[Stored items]
* * * *

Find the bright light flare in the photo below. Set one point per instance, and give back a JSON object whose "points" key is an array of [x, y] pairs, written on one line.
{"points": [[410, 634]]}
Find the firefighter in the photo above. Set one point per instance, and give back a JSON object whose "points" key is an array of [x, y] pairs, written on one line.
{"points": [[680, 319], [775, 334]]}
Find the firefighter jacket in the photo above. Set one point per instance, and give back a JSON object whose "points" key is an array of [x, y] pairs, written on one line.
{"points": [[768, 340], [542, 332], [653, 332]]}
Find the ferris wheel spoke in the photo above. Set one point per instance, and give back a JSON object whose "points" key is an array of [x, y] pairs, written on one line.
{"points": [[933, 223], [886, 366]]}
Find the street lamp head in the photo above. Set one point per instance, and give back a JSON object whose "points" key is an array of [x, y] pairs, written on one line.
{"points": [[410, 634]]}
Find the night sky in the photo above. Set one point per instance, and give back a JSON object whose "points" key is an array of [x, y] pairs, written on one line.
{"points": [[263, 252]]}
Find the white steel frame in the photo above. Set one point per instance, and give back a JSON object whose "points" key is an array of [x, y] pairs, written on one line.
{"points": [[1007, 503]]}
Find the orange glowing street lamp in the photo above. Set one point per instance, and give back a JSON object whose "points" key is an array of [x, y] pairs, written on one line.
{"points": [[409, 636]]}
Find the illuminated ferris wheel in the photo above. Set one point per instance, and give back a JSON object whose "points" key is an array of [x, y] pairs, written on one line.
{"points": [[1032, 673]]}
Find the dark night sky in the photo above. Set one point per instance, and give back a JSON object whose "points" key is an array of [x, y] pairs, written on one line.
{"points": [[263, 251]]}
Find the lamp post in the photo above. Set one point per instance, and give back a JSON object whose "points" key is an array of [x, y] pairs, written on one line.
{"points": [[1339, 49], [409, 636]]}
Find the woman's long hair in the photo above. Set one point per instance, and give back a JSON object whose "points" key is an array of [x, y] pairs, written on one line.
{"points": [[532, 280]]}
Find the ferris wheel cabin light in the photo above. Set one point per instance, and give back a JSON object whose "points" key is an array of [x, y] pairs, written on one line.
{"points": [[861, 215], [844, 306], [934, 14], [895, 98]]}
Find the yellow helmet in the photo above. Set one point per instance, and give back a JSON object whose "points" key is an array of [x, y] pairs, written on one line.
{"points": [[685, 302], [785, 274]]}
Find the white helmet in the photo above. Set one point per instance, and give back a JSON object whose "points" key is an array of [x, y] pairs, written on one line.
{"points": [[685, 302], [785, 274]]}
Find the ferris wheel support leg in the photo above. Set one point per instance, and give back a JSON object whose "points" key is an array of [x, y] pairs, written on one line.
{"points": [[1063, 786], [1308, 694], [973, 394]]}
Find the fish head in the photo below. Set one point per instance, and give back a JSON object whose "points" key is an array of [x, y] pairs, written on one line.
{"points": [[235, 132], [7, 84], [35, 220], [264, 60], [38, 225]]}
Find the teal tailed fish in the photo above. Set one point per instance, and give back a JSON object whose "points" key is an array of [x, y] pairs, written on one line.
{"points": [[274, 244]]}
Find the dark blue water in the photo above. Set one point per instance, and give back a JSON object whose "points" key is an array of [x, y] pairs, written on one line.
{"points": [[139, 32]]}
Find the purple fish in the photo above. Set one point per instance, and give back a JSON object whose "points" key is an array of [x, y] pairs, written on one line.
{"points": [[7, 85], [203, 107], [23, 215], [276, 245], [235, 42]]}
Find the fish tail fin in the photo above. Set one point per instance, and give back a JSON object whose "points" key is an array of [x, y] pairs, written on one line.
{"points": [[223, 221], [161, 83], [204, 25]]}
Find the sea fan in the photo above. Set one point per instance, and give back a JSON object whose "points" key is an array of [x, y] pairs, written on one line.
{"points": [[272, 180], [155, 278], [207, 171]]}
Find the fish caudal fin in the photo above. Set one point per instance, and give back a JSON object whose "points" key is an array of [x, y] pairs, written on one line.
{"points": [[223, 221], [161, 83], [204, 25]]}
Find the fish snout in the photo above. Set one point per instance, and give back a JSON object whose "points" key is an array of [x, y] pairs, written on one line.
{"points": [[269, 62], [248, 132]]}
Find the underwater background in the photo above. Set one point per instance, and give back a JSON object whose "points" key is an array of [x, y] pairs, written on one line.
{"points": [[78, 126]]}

* * * *

## YOUR INSTRUCTIONS
Restate each of the entries above verbatim.

## EXPECTED ANSWER
Find the bright light flare in the photo below. Set one point per instance, and give back a JSON object whose "points" key is an array of [x, y] pairs, written on one line.
{"points": [[410, 634]]}
Find the firefighter in the photo above. Set one point per instance, and give back a JSON object whose "points" key is an array of [x, y] pairs, written on one line.
{"points": [[680, 319], [775, 334]]}
Find the firefighter jacket in the photo above. Set one point per instance, and give back a JSON object whose "points" key is an array of [x, y] pairs, written on one line.
{"points": [[768, 340], [542, 332], [653, 332]]}
Find the ferris wheel spoke in the photo above. Set one point per instance, and give back a JSON object whose "points" key is an array of [x, y] pairs, written on one line.
{"points": [[933, 223], [886, 366]]}
Find the street lamp head in the photo above. Set one point per instance, and give back a JSON object whose "points" key is an array of [x, y] pairs, written on one line.
{"points": [[410, 634]]}
Find the night sky in the photo above. Set one point per instance, and give back a JSON object whose "points" key is an array of [x, y] pairs, written on one line.
{"points": [[263, 252]]}
Find the white steel frame in the photo above. Set one point per instance, and give back a JSON object whose "points" key is an array of [x, y] pairs, written on one line.
{"points": [[1007, 503]]}
Find the orange glowing street lamp in the photo above. Set one point per instance, and give back a JSON object whose "points" key is an array of [x, y] pairs, written on one line.
{"points": [[409, 636]]}
Find the illuminated ferris wheel in the photo above. Set one point per instance, and give back a JSON object whose "points" key is an array of [x, y] pairs, written on one line.
{"points": [[1032, 673]]}
Find the dark night sky in the photo above. Set one point per instance, and give back a JSON object whose "points" key is an array of [x, y] pairs, written on one line.
{"points": [[263, 251]]}
Find the lamp post in the photo above. Set one point per instance, and give back a JSON object whose "points" key is an array of [x, y] pairs, written on one line.
{"points": [[1339, 49], [409, 636]]}
Find the woman's long hair in the photo above. Set one point per instance, and give back a JSON object whose "points" key is an array of [x, y] pairs, written on one line.
{"points": [[532, 280]]}
Find the ferris wheel cabin light in the photo above. Set one point per instance, and give back a JSON object whose "points" key is an array of [x, y] pairs, written on one line.
{"points": [[861, 215], [844, 306], [934, 14], [895, 98]]}
Find the yellow helmet in the photo above. Set one point per instance, and give back a JSON object whose "points" key is an array of [x, y] pairs, written on one line.
{"points": [[685, 302], [785, 274]]}
Find the white helmet in the photo above. Set one point per instance, and give back a JSON object whose "points" key is an array of [x, y] pairs, written on one line.
{"points": [[685, 302], [785, 274]]}
Find the ferris wheel support leg in the photo above. Set one point per instance, and give back a JSON object whose "points" key is an array of [x, y] pairs, written on one line.
{"points": [[1063, 786], [1308, 694], [973, 394]]}
Find the fish head in the photo below. Set one point per instance, and give back a JSON object whose "points" key is an array of [x, y] pairs, written on one line.
{"points": [[235, 132], [7, 84], [35, 220], [264, 60], [38, 225]]}
Find the teal tailed fish in the photo above. Set one point per instance, and give back a JSON object whose "points" key is an array of [x, y] pairs, written on one line.
{"points": [[274, 244]]}
Find the dark blue water in the photo above. Set one point per instance, and give back a JSON object whose "points" key is an array of [x, y] pairs, written on one line.
{"points": [[139, 32]]}
Find the purple fish in the photo above. Set one point per instance, and give back a JSON object whose "points" key is an array of [x, y] pairs, written on one line.
{"points": [[7, 85], [203, 107], [23, 215], [276, 245], [235, 42]]}
Find the fish tail fin in the photo above. Set one point per instance, and give back a JSON object whose "points" key is an array of [x, y] pairs, written on one line.
{"points": [[223, 221], [161, 83], [204, 25]]}
Find the sea fan in the photo above. Set one point per instance, and give back a JSON object whose "points" key is an array of [x, y] pairs, written on one line.
{"points": [[272, 180], [155, 278], [207, 171]]}
Find the fish caudal fin in the photo above. Set one point per instance, and give back a JSON object whose "points" key is an array of [x, y] pairs, written on one line.
{"points": [[223, 221], [161, 83], [204, 25]]}
Find the fish snout in the photo above. Set one point per instance, and give back a JSON object whose "points" key is an array of [x, y] pairs, written on one line.
{"points": [[269, 62], [248, 132]]}
Find the underwater background in the photo above. Set one point per instance, and give back a JSON object whose "points" key is an array of [x, y] pairs, written on one line.
{"points": [[78, 126]]}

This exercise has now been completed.